» Work to complete
Repeat the line that contains "Find tree canopy." exactly, along with each following line up to and including the last line of the entries.
─── Information provided ───
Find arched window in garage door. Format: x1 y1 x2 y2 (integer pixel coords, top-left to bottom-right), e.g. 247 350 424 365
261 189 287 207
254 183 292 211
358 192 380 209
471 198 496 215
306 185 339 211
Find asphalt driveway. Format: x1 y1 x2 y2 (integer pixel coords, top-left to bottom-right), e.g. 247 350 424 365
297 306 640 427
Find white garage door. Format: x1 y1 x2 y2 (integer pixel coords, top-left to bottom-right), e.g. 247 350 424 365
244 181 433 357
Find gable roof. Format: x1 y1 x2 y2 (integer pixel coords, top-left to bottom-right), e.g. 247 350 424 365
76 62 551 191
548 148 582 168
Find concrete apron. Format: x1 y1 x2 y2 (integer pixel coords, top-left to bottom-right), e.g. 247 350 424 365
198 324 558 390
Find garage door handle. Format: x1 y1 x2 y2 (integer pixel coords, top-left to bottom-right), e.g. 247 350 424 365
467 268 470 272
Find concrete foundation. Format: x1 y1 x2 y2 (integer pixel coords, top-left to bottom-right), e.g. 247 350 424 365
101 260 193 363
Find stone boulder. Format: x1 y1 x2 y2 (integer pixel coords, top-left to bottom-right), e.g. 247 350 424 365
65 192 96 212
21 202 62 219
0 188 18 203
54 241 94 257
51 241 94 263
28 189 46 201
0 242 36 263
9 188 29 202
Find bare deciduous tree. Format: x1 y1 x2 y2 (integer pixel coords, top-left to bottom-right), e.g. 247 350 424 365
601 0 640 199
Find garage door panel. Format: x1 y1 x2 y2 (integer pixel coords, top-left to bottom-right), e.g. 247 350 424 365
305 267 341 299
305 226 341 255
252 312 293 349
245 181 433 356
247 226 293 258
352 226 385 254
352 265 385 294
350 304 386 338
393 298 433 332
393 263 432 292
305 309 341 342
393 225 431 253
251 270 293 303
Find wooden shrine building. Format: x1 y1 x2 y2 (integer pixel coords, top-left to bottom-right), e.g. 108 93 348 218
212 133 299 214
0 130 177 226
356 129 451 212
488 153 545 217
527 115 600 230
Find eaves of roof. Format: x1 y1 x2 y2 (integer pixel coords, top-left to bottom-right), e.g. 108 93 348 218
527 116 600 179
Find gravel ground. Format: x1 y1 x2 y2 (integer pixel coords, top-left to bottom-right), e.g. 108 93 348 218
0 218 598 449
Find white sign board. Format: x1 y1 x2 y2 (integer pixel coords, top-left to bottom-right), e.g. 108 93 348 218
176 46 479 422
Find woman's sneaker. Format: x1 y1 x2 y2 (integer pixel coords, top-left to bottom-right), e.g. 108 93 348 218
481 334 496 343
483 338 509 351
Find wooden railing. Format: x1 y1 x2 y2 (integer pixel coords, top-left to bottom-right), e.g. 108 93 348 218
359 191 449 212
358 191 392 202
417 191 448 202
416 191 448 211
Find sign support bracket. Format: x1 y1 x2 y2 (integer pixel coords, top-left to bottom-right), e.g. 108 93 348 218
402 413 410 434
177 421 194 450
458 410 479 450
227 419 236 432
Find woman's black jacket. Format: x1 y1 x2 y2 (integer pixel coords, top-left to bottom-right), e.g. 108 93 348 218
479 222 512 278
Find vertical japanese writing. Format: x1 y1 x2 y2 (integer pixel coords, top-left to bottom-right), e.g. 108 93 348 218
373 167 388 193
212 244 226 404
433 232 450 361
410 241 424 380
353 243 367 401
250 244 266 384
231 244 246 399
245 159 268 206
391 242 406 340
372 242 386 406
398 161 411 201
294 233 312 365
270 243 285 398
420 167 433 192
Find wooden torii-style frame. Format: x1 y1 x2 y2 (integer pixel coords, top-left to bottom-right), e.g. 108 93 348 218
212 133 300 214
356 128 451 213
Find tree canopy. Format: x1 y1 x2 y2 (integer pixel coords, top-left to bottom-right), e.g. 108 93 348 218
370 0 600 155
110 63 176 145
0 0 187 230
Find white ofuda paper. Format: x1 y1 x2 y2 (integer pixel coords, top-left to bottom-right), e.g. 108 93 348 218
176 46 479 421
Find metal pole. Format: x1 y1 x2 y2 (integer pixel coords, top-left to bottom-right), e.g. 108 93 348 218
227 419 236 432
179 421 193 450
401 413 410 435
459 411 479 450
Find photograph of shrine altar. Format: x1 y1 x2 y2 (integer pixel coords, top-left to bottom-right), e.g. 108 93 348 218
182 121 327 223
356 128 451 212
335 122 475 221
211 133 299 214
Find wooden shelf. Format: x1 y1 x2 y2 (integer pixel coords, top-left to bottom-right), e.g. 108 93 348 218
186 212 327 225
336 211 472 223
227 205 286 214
───
» Completed task
Find tree canopy. Format: x1 y1 x2 y2 (integer pixel coords, top-left to bottom-right), e.g. 108 93 348 218
370 0 600 155
110 63 176 145
0 0 187 230
Find white ofuda paper. Format: x1 y1 x2 y2 (integer pixel coords, top-left to bottom-right), e.g. 108 93 348 218
176 46 479 421
Find metal pole. Format: x1 y1 x2 y2 (integer pixel coords, top-left to bottom-right), e.g. 108 93 348 218
227 419 236 432
179 421 193 450
401 413 410 435
459 411 479 450
Find photograph of shrine altar. Format: x1 y1 x2 y2 (integer pixel coords, top-left to bottom-right), e.g. 108 93 348 218
182 121 327 223
356 128 451 212
335 122 475 221
211 133 299 214
Find wooden shelf. Format: x1 y1 x2 y2 (integer pixel coords, top-left to bottom-right), e.g. 108 93 348 218
186 212 327 225
336 211 472 223
227 205 286 214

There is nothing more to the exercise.